PE & VC Investors
March 14, 2023

Carbon accounting for investors: how to comply

Aimée
Co-founder at Seedling

If you’re an investor looking to conduct a fully-compliant carbon footprint, there’s a confusing array of standards and regulations that aim to specify the right processes for carbon accounting and the right metrics to report.

Despite this proliferation, there remains only one standard properly tailored to the unique carbon accounting requirements of investors. The iCI/ERM standard, published in 2022, provides solid answers to the challenges investors face as they look to properly represent the impact of portfolio companies. Seedling's portfolio carbon accounting product – SeedlingInvest – is built on the iCI/ERM methodology, which solves previously unanswered questions:

  • How should an investor account for portfolio emissions, particularly if some companies don’t yet report emissions data?
  • How exactly should those portfolio emissions be attributed to a private equity / venture capital investor?

In this article, we dive into the guidance and regulations that govern carbon accounting for investors.

Standards vs regulations

Before we start, let's make a quick distinction:

  • Standards are best-practise guides for collecting, representing, and interpreting data. This guidance, if properly followed by all, enables the sustainability disclosures of different companies to be compared on a like-for-like basis by investors. Standards are typically developed by voluntary working groups / academics.
  • Regulations set out the disclosures companies are legally required to make. They are typically higher-level in their brief vs. standards, leaning on standards to provide the detail (for example, the exact means of calculating a required reporting metric). Despite the stated aim of regulators and governments for globally comparable emissions reporting, rules often differ between jurisdictions, creating friction for reporting companies and investors.

- **Tasks to perform**
A) Gather every line of the listing below that contains the string "patch".
B) Extend the article on carbon accounting for investors, beginning after its final sentence.

- **Data entries**

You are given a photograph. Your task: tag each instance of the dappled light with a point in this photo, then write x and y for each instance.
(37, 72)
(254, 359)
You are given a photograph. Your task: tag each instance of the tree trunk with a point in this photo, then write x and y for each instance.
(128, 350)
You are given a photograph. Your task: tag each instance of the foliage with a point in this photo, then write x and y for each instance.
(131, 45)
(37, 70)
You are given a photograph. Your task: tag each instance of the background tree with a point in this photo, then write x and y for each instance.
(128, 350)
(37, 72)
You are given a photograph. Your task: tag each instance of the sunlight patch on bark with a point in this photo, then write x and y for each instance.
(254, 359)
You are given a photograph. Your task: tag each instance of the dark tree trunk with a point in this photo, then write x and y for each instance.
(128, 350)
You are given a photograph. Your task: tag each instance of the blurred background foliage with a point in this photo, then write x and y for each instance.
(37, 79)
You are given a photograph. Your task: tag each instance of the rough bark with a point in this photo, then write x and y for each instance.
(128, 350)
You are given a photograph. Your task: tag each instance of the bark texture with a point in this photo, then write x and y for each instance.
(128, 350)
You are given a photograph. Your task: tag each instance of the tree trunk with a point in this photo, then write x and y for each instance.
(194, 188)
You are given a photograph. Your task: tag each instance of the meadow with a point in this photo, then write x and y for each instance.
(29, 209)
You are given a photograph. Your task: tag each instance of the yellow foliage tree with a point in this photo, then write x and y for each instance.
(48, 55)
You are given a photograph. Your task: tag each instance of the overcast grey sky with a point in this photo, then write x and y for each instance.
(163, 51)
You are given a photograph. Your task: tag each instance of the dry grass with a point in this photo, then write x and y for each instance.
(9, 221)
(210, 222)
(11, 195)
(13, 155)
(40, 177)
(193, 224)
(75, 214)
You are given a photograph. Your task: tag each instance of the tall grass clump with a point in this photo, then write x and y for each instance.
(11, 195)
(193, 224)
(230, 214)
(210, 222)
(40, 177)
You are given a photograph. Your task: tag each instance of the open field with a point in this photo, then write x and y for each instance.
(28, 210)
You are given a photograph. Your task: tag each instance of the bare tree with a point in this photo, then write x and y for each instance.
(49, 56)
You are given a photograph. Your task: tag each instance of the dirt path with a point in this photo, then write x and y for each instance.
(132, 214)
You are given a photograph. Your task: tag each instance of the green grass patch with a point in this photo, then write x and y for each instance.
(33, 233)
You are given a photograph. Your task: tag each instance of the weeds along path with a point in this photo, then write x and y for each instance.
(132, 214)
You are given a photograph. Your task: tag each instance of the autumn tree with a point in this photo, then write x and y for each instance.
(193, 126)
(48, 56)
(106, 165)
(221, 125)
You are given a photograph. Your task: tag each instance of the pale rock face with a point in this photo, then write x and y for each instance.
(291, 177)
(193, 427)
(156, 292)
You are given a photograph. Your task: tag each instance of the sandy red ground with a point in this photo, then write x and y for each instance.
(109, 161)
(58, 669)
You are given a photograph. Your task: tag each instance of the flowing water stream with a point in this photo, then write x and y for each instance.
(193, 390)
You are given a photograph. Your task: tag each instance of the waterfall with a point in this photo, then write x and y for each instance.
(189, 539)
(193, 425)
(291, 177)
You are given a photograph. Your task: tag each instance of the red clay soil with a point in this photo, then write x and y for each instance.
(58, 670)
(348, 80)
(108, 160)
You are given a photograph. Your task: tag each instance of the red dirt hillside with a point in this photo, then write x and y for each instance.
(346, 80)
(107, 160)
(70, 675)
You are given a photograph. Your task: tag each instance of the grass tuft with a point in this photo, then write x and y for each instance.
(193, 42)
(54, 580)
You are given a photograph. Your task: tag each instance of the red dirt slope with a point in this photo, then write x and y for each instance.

- **Replies**
A)
You are given a photograph. Your task: tag each instance of the sunlight patch on bark with a point in this photo, then write x and y for each instance.
You are given a photograph. Your task: tag each instance of the green grass patch with a point in this photo, then write x and y for each instance.

B)
Quick overview - standards vs. regulations

Carbon accounting standards

The GHG Protocol (all businesses)

The GHG Protocol is really the “master” standard from which all other carbon accounting standards are derived. Developed and maintained by the World Resource Institute, it has established the dominant global framework for any organisation to measure and manage their greenhouse gas emissions, used by at least 90% of publicly listed businesses. Other general standards (such as ISO 14064) are designed to be interchangeable with the GHG Protocol, while industry-specific standards (such as PCAF and iCI) use the GHG Protocol’s principles as a base from which to provide more detail and guidance.

The GHG Protocol provides an uncontroversial process for GPs to account for their internal, operational emissions, but leaves too many questions unanswered to provide a standardised process for portfolio emission accounting. For example, where an investor holds a majority stake in a portfolio company, it’s unclear whether this company should be counted as part of the firm’s own operations (thus overlapping with their own Scope 1 and 2 emissions), or as an investment (falling purely under the Scope 3.15 “Investments” category).

PCAF (financial institutions)

The Partnership for Carbon Accounting Financials (PCAF) provides more detailed guidance to the financial services industry. Created in 2015 by Dutch financial institutions, it has been adopted globally across financial services since 2019, providing a harmonised standard for the carbon accounting of loans and investments in general.

PCAF’s standard is fully-aligned to the GHG Protocol, and has been approved as such by the GHG Protocol itself. It builds on the master standard by:

  • Outlining new principles – in addition to those of the GHG Protocol – that govern how financial institutions should measure and categorise portfolio emissions.
  • Providing detail on how a financial institution should attribute the emissions of its portfolio to its own footprint.
  • Introducing a hierarchy of data quality for portfolio emissions, enabling financial institutions to develop a strategy for improving data quality over time.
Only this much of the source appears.